Dans une édition régionale du journal télévisée de « RAI 3 », la présentatrice italienne parla de « peines trop lourdes », relatant aussi les péripéties du crash et rappelant les thèses et les indices en présence. Entre autres, le reportage n'excluait pas un défaut de fabrication de la jauge, défaut dont le fabriquant ATR assumerait l'entière responsabilité pénale et civile de la catastrophe qui s'en est suivie. Et puisque l'Italie est un pays démocratique, les médias firent état de l'indignation de l'ANPAC « Association Italienne des Pilotes de l'Aviation Civile ». L'Association juge, en effet, « arbitraire et partiale » l'enquête « exclusive » menée par l'Agence Italienne pour la Sécurité des Vols (ANSV). Pis : le fait de reproduire le crash avec un simulateur de vol constitue, selon les observateurs, un fâcheux précédent. Il était, d'ailleurs, question à un certain moment d'adopter le même procédé dans l'instruction de l'affaire du « Concorde », mais l'OACI, l'instance d'arbitrage suprême en matière de vol aérien, s'y est catégoriquement opposée.
... Et pourtant, une justice à pas de tortue La justice italienne, connue pour sa lenteur excessive, fit preuve, cette fois, d'une célérité exceptionnelle. A titre anecdotique, le procès Andreotti dura vingt-sept ans. Celui des « Brigades Rouges », dix-sept. Et elle n'a pas encore dit son dernier mot, près de vingt ans après, dans la tragédie de la gare de Bologne. Au nom de la territorialité, le parquet de Palerme s'est auto-saisi de l'affaire. Mais le parquet tunisien aurait parfaitement pu se saisir, lui aussi, de l'affaire. Occulter comme ce fut le cas dans ce procès, ce que les spécialistes du Droit International Public appellent « Les points de rattachement » (entre autres la délimitation et la détermination des eaux territoriales) aura consisté à renoncer à un conflit de juridictions. Et, en l'absence de ce conflit de juridictions - qui est pourtant réel – le parquet de Palerme a fait cavalier seul, tandis que les autorités tunisiennes étaient en droit d'instruire le procès en Tunisie.

EXERCICE ÉCRIT =>
Réduisez en liste le paragraphe du texte qui commence par « Dans une édition régionale » en conservant ses faits principaux. La liste placée ensuite n'a aucun rôle dans ce travail.

DONNÉES =>
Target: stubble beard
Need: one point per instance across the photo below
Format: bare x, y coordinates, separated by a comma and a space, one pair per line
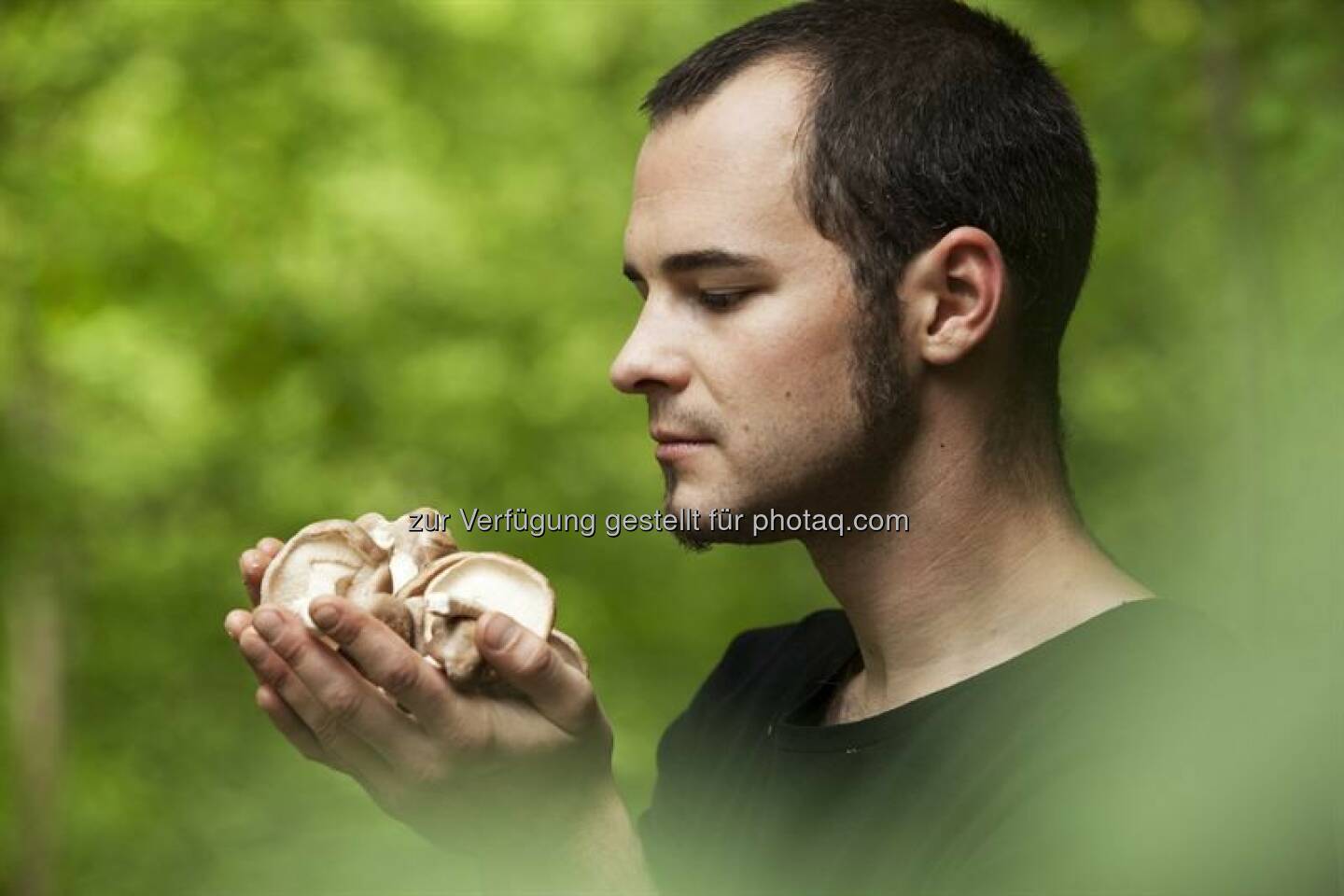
882, 394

RÉSULTAT ATTENDU =>
- Dans une édition régionale du journal télévisé de RAI 3, la présentatrice italienne parle de « peines trop lourdes » et revient sur le crash ainsi que sur les thèses et indices en présence.
- Le reportage n'exclut pas un défaut de fabrication de la jauge, dont le fabricant ATR assumerait l'entière responsabilité pénale et civile.
- Les médias rapportent l'indignation de l'ANPAC, qui juge « arbitraire et partiale » l'enquête « exclusive » de l'ANSV.
- Selon les observateurs, reproduire le crash avec un simulateur de vol crée un fâcheux précédent.
- Ce procédé avait été envisagé pour l'affaire du « Concorde », mais l'OACI s'y est catégoriquement opposée.